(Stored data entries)
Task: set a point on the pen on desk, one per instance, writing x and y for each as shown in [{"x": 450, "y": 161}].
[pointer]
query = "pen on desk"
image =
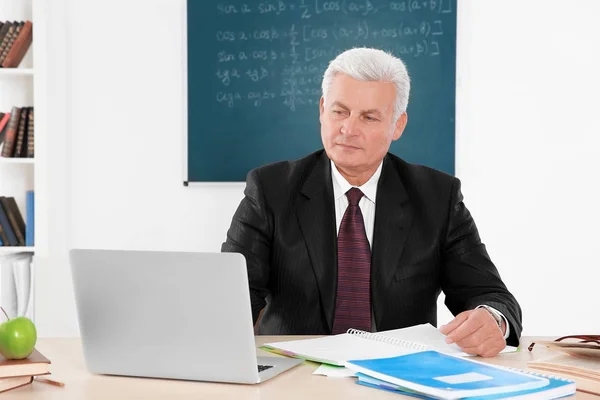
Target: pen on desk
[{"x": 50, "y": 381}]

* _Work instructions_
All entries need to be duplicated exactly, apart from the images.

* _Exercise answer_
Task: set a point on the pen on desk, one per instance, writing x and y for each as shown in [{"x": 450, "y": 161}].
[pointer]
query = "pen on desk"
image =
Target: pen on desk
[{"x": 50, "y": 381}]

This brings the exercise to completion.